— Aim of the exercise —
Give the number of lines below that contain the string "sample", and output only that number.

#### Source material ####

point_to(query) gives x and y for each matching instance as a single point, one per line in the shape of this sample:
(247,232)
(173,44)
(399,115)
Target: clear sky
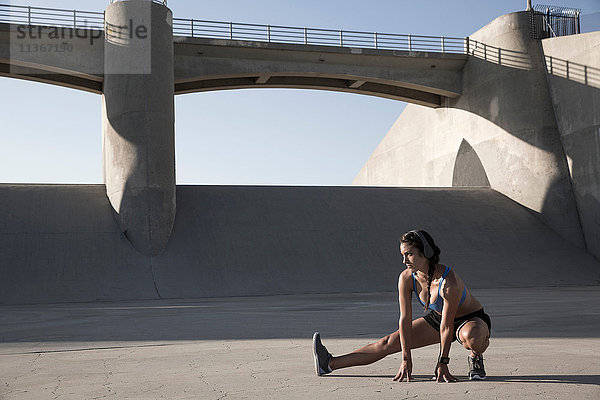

####

— Output of the task —
1